▸ **Task statement**: Check each line of the data for the string "metal". Report how many have it, and give nothing else.

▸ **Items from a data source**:
+--

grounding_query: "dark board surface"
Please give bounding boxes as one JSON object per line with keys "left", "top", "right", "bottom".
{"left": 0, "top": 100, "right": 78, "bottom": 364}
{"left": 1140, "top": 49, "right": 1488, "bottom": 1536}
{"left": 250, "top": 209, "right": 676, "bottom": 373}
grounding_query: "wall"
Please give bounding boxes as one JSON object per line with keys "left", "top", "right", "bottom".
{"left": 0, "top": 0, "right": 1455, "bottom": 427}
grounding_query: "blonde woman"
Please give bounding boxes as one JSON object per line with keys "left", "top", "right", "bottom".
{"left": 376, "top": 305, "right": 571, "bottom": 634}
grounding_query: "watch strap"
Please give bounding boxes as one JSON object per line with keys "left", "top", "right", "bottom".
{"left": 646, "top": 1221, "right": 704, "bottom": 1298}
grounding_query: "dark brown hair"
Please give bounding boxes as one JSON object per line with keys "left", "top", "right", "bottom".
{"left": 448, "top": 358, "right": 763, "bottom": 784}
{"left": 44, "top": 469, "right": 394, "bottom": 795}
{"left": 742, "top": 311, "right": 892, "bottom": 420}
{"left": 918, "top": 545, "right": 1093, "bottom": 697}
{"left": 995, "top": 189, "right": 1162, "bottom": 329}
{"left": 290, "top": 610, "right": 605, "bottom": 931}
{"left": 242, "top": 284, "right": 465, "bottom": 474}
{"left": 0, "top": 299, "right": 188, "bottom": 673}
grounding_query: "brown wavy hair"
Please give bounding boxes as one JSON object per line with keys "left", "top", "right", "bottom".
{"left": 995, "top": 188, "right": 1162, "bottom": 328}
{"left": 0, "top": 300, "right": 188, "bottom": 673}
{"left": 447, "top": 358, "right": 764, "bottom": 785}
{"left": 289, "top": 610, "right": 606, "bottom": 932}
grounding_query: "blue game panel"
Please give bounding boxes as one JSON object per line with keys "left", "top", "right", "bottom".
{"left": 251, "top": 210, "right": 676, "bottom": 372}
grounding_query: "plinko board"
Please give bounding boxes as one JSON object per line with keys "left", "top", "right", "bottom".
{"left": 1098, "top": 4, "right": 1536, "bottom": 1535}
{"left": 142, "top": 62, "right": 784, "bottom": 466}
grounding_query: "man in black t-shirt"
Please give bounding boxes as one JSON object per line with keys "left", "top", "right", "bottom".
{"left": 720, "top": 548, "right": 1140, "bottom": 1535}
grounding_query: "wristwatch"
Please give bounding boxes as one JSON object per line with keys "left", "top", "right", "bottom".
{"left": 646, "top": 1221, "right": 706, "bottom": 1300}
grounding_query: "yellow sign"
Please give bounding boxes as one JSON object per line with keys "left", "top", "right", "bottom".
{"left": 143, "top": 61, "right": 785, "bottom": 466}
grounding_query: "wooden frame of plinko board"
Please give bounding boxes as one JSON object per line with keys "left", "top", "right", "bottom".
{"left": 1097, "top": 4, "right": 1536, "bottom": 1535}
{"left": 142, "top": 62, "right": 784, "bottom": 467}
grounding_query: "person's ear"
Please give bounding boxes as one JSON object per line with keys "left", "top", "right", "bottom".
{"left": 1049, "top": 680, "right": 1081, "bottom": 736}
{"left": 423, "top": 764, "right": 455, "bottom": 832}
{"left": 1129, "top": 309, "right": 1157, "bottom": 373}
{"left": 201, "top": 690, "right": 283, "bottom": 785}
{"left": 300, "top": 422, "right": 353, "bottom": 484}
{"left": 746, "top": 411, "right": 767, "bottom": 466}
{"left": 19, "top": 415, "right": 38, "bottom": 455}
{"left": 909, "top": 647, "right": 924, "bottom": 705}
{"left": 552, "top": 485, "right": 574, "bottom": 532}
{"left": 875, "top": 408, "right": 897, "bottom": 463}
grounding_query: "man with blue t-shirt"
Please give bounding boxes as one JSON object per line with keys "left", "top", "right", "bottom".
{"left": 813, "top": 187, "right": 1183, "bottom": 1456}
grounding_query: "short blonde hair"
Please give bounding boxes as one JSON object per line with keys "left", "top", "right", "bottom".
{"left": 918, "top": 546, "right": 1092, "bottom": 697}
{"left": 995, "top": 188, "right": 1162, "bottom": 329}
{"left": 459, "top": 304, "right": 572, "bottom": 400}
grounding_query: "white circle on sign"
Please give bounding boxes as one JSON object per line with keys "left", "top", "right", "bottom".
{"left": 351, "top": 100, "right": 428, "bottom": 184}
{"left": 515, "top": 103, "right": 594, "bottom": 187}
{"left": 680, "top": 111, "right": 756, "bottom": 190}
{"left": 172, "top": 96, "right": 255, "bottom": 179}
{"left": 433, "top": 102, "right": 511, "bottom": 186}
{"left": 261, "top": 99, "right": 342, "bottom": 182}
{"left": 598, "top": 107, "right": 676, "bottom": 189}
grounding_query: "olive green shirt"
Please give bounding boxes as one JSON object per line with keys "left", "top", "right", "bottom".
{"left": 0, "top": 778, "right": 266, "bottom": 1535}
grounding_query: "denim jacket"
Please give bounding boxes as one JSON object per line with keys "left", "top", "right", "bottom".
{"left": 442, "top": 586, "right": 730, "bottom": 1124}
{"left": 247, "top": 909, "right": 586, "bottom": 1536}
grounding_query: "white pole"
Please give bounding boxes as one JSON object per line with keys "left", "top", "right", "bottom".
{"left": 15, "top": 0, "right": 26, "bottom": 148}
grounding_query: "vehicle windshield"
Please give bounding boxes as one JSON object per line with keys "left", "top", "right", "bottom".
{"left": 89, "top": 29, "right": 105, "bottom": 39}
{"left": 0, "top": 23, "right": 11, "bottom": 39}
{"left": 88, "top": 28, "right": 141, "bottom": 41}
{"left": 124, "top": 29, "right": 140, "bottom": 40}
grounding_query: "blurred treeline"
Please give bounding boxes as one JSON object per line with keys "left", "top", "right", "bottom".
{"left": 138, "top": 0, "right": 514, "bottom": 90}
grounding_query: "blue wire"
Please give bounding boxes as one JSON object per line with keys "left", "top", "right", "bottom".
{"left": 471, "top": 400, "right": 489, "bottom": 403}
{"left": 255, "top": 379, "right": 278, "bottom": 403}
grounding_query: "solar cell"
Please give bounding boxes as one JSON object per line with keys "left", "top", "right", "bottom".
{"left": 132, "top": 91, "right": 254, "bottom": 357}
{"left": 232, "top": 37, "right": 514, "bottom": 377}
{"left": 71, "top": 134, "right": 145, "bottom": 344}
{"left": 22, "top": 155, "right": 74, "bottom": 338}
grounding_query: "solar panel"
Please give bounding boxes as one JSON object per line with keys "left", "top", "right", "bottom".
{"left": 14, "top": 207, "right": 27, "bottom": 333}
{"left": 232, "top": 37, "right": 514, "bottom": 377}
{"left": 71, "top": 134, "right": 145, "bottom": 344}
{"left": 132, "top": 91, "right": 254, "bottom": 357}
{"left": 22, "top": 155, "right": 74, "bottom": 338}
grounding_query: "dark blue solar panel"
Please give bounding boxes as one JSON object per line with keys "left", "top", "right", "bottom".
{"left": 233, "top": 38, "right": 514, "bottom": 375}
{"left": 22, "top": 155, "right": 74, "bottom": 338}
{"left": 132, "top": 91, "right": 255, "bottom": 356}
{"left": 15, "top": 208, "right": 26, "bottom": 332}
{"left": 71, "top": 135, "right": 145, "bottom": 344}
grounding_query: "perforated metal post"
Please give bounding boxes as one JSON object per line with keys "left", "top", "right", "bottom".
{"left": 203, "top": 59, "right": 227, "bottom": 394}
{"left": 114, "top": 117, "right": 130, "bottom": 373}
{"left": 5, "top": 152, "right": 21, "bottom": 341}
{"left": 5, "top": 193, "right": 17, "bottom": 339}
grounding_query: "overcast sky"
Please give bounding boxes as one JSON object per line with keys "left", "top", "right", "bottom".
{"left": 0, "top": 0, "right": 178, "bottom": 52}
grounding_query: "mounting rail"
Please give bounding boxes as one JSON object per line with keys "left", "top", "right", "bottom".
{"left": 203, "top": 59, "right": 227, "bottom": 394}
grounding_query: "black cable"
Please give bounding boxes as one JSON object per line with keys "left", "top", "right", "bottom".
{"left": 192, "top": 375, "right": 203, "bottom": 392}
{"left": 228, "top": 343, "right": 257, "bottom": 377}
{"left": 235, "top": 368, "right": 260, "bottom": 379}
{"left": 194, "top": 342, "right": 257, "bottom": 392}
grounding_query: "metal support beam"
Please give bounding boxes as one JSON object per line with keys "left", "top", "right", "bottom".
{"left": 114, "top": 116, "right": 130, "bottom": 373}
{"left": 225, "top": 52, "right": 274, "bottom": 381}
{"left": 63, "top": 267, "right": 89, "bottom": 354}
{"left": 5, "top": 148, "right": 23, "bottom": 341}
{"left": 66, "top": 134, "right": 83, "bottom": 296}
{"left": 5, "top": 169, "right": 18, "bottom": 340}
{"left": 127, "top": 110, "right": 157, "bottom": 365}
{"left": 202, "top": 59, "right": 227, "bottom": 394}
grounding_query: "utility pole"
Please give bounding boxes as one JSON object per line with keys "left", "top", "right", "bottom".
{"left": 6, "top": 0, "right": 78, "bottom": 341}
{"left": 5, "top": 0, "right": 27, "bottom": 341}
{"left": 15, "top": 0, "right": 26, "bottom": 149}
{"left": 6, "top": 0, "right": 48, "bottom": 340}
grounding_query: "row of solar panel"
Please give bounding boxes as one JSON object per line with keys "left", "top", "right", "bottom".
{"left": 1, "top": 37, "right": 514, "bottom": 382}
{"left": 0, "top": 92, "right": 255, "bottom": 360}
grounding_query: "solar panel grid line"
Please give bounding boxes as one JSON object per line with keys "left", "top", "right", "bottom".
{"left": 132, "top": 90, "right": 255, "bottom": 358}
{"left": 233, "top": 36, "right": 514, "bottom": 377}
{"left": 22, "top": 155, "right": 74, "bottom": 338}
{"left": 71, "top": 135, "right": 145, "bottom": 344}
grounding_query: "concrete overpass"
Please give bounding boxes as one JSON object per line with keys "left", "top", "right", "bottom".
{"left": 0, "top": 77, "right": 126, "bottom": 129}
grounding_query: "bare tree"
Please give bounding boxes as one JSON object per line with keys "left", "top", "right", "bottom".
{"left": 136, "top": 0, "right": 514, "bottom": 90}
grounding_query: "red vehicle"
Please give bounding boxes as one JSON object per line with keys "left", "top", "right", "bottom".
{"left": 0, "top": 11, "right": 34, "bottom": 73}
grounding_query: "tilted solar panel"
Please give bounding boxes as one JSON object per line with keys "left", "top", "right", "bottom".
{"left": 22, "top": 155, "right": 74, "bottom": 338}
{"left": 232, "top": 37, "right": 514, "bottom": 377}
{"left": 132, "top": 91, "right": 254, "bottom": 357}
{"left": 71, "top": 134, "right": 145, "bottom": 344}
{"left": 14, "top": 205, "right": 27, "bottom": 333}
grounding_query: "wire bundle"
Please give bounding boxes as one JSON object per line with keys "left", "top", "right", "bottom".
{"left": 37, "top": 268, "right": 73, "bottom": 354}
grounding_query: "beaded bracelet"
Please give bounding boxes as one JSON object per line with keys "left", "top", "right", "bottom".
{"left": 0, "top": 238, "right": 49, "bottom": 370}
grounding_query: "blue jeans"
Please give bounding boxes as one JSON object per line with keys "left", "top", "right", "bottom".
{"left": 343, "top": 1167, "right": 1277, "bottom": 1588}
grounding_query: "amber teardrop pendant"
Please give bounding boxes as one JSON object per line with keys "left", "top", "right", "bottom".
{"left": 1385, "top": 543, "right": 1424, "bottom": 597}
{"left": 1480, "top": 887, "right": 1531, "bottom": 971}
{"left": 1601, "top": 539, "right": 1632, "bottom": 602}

+--

▸ **Task answer**: 2